Task directions »
Output every entry exactly as written.

Given records »
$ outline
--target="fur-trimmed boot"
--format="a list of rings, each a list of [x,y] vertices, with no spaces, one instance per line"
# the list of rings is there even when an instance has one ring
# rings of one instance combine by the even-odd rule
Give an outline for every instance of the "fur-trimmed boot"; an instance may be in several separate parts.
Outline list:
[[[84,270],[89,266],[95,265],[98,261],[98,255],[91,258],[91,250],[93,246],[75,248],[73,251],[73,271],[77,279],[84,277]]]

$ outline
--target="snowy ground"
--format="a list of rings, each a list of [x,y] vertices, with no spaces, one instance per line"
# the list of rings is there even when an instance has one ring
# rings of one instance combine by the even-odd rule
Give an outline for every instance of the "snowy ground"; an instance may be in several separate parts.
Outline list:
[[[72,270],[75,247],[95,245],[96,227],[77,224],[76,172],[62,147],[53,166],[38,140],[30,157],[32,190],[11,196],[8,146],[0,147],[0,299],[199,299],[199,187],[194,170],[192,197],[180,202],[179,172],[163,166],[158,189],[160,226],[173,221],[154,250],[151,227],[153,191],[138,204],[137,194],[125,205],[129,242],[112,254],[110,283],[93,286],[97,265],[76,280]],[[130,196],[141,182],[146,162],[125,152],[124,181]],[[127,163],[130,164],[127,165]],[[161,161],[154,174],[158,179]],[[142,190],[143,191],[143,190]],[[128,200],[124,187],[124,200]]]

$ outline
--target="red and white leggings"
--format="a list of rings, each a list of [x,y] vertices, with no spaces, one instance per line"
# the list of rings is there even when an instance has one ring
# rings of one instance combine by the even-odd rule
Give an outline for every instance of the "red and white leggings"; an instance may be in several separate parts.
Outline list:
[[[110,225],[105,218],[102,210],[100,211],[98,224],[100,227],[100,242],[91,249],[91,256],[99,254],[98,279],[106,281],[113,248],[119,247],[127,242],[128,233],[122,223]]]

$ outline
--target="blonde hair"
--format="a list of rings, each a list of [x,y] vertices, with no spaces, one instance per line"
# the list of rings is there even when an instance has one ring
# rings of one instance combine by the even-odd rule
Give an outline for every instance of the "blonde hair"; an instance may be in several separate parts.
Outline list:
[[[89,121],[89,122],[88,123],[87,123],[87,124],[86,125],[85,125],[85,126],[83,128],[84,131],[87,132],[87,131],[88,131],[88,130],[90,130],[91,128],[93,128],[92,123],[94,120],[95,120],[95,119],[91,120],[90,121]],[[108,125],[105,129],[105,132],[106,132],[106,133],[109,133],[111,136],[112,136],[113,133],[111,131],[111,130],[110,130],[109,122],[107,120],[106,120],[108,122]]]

Expected answer »
$ outline
--target="fur-trimmed boot"
--format="a list of rings, each a list of [x,y] vertices, with no spaces, one instance per line"
# the list of rings is there even when an instance has one ring
# rings of one instance combine by the even-odd rule
Give an outline for every instance of the "fur-trimmed boot"; an instance may be in several separate parts.
Outline list:
[[[84,270],[89,266],[95,265],[98,261],[98,255],[91,258],[91,250],[93,246],[75,248],[73,251],[73,271],[77,279],[84,277]]]

$ outline
--target="snowy ground"
--format="a list of rings, each a list of [x,y] vertices, with no spaces, one instance per line"
# the list of rings is there even when an instance has one ring
# rings of one instance combine by the even-odd rule
Give an outline for every instance of the "snowy ground"; an instance may be in several separate parts.
Outline list:
[[[72,270],[75,247],[95,245],[96,227],[77,224],[76,172],[62,147],[53,166],[38,140],[30,157],[32,190],[11,196],[8,146],[0,147],[0,299],[199,299],[199,187],[194,170],[192,197],[180,202],[179,172],[163,166],[158,189],[160,226],[173,221],[154,250],[151,227],[153,191],[138,204],[137,194],[125,205],[129,242],[112,254],[110,283],[93,286],[97,265],[76,280]],[[130,196],[141,182],[146,162],[125,152],[124,181]],[[127,163],[130,164],[127,165]],[[161,161],[154,174],[158,179]],[[142,190],[143,191],[143,190]],[[128,200],[124,187],[124,200]]]

$ outline
--target="red and white leggings"
--format="a list of rings, each a list of [x,y] vertices, with no spaces, one instance per line"
# the list of rings is there even when an instance has one ring
# rings of one instance combine by the even-odd rule
Give an outline for every instance of the "red and white leggings"; an instance may be in several separate parts.
Outline list:
[[[110,225],[105,218],[102,210],[100,211],[98,224],[100,227],[100,242],[91,249],[91,256],[99,254],[98,279],[106,281],[113,248],[119,247],[127,242],[128,233],[122,223]]]

$ outline
--target="blonde hair"
--format="a list of rings, each a list of [x,y] vertices, with no spaces, one instance per line"
# the list of rings is there even when an instance has one ring
# rings of one instance combine by the even-odd rule
Give an outline for every instance of the "blonde hair"; an instance may be in several separate parts.
Outline list:
[[[89,121],[89,122],[88,123],[87,123],[87,124],[86,125],[85,125],[85,126],[83,128],[84,131],[87,132],[87,131],[88,131],[88,130],[90,130],[91,128],[93,128],[92,123],[94,120],[95,120],[95,119],[91,120],[90,121]],[[108,125],[105,129],[105,132],[106,132],[106,133],[109,133],[111,136],[112,136],[113,133],[111,131],[111,130],[110,130],[109,122],[107,120],[106,120],[108,122]]]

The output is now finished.